TO DO. Every line of the records below should be restated exactly.

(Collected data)

────────────────────

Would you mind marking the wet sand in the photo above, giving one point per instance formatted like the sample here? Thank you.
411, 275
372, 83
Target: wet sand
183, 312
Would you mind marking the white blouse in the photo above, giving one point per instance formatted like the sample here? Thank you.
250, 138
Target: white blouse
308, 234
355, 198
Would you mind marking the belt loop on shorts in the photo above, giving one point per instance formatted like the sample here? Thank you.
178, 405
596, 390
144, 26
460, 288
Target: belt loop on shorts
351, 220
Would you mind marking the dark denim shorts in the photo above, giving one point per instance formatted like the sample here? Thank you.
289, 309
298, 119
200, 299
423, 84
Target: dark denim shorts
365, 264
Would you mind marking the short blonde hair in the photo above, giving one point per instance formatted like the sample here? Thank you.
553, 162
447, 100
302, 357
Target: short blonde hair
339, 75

────────────────────

PROBLEM SOLUTION.
Would you mind marking the wet sand in the photo above, giving one point per instance formatted like the sample here? Thank you.
411, 275
372, 83
Target: wet sand
183, 312
Would you mind marking the white blouse in the photo above, giving one point per instance formatted like the sample here? Thank you.
250, 138
Target: white blouse
308, 234
355, 198
Would you mind marking the belt loop on shorts in the photo above, giving one point per instance formatted like the sample here? Thank you.
178, 405
596, 390
144, 26
460, 288
Target: belt loop on shorts
351, 220
Would you mind marking the dark denim shorts in the photo above, giving one point per instance formatted like the sample here? Thank you.
289, 309
298, 119
200, 299
423, 84
Target: dark denim shorts
365, 264
Would you mind marking the short blonde hair in the photo above, giving one point per instance formatted like the sample here? Thank you.
553, 162
447, 100
302, 357
Target: short blonde hair
339, 75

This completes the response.